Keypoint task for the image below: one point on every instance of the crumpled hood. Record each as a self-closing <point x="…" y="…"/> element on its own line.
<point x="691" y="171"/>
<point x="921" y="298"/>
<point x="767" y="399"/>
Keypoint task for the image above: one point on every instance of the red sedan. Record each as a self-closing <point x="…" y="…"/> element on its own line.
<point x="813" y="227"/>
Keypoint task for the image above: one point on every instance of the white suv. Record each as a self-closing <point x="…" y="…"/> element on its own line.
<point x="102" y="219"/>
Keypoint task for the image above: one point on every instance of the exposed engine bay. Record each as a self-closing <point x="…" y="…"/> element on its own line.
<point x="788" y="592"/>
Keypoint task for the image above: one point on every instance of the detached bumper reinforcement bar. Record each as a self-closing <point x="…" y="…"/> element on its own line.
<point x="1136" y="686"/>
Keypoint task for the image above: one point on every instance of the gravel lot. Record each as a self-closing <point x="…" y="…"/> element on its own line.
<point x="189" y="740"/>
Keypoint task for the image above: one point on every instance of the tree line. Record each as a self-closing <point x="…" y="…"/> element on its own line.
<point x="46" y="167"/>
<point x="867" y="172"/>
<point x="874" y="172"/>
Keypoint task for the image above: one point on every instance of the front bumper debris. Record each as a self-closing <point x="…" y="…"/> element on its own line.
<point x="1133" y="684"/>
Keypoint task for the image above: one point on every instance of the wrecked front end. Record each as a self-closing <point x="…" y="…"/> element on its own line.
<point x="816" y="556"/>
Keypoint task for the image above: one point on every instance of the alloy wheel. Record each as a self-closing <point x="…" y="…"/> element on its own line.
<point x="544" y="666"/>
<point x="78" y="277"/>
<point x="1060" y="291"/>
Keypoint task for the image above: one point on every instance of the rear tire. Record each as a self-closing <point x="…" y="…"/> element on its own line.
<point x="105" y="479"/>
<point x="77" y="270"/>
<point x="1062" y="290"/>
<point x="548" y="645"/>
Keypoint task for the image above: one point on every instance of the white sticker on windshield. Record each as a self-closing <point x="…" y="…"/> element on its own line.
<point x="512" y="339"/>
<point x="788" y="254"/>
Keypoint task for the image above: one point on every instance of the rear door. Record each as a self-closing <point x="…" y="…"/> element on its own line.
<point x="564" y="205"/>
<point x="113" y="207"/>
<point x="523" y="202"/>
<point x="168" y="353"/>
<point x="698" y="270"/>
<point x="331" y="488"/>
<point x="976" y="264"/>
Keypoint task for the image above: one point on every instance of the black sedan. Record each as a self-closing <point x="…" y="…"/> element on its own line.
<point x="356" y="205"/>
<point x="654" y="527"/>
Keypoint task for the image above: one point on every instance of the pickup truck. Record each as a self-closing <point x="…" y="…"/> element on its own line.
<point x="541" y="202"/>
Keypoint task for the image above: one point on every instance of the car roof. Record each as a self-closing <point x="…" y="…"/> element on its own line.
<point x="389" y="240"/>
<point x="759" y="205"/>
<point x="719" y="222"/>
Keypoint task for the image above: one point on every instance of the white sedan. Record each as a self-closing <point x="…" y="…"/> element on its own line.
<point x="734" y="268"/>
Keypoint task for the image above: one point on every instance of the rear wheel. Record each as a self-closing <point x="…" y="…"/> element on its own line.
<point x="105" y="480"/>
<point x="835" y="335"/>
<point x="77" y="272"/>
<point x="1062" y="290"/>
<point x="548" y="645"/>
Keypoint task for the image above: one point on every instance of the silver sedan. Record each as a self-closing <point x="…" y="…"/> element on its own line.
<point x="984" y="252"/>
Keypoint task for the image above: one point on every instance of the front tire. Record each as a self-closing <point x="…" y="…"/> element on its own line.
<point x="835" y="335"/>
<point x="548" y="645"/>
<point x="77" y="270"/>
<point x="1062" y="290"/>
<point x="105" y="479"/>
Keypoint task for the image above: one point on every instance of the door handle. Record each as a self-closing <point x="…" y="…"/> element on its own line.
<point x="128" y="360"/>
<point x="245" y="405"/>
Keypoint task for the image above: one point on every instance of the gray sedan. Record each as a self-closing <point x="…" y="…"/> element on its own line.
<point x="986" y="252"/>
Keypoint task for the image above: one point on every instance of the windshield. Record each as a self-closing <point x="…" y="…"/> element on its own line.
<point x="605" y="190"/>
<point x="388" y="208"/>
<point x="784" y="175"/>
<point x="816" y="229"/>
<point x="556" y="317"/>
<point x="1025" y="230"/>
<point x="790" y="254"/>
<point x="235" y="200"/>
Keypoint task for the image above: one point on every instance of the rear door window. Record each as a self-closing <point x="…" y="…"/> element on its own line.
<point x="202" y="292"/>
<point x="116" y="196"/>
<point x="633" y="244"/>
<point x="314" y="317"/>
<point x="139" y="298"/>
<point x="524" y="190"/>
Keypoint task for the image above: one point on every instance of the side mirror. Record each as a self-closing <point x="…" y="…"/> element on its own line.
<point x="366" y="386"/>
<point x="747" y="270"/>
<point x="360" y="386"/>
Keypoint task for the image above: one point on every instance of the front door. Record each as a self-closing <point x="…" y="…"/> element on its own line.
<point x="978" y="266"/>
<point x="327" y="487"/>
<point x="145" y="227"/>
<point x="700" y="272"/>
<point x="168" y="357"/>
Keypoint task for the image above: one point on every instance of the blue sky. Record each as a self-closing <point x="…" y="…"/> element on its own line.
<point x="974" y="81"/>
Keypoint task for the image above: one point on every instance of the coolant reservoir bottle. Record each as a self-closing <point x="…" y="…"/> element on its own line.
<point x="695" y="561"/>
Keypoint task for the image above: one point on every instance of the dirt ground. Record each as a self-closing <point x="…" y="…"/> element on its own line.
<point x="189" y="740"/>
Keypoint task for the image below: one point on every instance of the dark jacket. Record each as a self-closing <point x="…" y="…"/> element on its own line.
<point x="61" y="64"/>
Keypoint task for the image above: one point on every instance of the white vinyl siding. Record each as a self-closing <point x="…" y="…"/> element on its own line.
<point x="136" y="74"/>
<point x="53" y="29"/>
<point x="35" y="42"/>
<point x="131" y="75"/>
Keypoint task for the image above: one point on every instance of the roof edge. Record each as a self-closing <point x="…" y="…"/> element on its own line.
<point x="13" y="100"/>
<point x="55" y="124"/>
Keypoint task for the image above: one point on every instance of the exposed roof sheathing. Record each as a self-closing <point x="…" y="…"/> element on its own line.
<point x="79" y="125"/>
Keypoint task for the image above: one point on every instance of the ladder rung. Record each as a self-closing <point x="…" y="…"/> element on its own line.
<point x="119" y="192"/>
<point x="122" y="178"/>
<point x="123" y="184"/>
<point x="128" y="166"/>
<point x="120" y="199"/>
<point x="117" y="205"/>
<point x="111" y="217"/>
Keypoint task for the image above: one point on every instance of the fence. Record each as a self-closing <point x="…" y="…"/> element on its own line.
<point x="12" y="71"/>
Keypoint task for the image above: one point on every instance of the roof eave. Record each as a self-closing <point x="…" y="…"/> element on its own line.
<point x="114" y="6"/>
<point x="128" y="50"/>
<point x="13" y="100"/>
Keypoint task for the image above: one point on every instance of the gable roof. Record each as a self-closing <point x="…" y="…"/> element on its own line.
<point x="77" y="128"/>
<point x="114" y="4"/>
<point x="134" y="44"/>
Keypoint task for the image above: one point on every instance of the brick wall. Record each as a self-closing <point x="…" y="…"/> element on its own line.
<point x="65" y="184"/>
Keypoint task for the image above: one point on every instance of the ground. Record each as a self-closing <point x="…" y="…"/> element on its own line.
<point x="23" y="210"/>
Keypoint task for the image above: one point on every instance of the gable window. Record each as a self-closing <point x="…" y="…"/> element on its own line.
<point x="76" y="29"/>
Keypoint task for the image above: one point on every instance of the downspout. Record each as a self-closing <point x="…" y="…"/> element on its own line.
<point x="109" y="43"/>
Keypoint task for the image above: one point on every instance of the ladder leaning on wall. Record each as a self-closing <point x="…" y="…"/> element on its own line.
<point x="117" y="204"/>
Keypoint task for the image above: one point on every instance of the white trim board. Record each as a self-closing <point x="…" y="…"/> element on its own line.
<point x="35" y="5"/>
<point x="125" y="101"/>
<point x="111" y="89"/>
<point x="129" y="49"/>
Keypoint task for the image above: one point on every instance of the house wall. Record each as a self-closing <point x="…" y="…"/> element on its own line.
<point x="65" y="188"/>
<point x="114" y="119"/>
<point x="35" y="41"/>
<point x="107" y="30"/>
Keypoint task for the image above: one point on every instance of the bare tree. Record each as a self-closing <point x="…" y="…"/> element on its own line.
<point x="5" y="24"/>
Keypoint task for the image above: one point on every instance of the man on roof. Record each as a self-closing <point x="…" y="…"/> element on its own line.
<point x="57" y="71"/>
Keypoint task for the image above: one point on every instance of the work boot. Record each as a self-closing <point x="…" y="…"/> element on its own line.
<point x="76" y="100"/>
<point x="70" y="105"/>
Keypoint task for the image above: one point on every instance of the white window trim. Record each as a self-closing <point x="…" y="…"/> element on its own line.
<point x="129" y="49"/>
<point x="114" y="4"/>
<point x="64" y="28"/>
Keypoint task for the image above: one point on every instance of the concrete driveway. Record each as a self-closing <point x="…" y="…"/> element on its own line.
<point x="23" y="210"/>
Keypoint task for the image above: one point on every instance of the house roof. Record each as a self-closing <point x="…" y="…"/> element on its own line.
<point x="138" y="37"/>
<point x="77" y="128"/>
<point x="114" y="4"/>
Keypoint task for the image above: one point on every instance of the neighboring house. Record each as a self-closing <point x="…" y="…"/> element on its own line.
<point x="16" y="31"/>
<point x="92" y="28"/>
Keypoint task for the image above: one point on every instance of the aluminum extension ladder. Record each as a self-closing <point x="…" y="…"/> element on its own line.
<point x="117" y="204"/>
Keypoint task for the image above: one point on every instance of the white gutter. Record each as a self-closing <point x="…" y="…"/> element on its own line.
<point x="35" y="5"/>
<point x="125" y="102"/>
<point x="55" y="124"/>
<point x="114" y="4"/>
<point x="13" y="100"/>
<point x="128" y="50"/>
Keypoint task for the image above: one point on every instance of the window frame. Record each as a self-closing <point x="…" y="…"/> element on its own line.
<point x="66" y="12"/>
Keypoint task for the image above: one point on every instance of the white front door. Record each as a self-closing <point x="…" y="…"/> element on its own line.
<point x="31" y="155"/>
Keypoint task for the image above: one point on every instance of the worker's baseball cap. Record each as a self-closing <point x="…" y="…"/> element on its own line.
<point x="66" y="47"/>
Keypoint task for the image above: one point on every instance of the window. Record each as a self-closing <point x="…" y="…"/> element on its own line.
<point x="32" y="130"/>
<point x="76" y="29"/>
# # # #
Return the line that contains "the white gutter." along with every line after it through the end of the entries, exactly, adding nothing.

Keypoint task for the image above: one point on every instance of the white gutter. Record each as a self-closing <point x="…" y="…"/> element on its own line.
<point x="35" y="5"/>
<point x="125" y="102"/>
<point x="55" y="124"/>
<point x="114" y="4"/>
<point x="13" y="100"/>
<point x="128" y="50"/>
Keypoint task for the image above: one point on every instance of the window frame. Record each as a self-closing <point x="…" y="…"/> element on its own line.
<point x="66" y="12"/>
Keypoint task for the image above: one point on every instance of the white front door. Record each as a self-closing <point x="…" y="…"/> element on its own line.
<point x="31" y="155"/>
Keypoint task for the image above: one point on every instance of the worker's baseball cap. Record each as a self-closing <point x="…" y="…"/> element on its own line.
<point x="66" y="47"/>
Keypoint task for the image above: one point on every instance of the window. Record each as a self-closing <point x="…" y="…"/> element on its own line.
<point x="32" y="130"/>
<point x="76" y="29"/>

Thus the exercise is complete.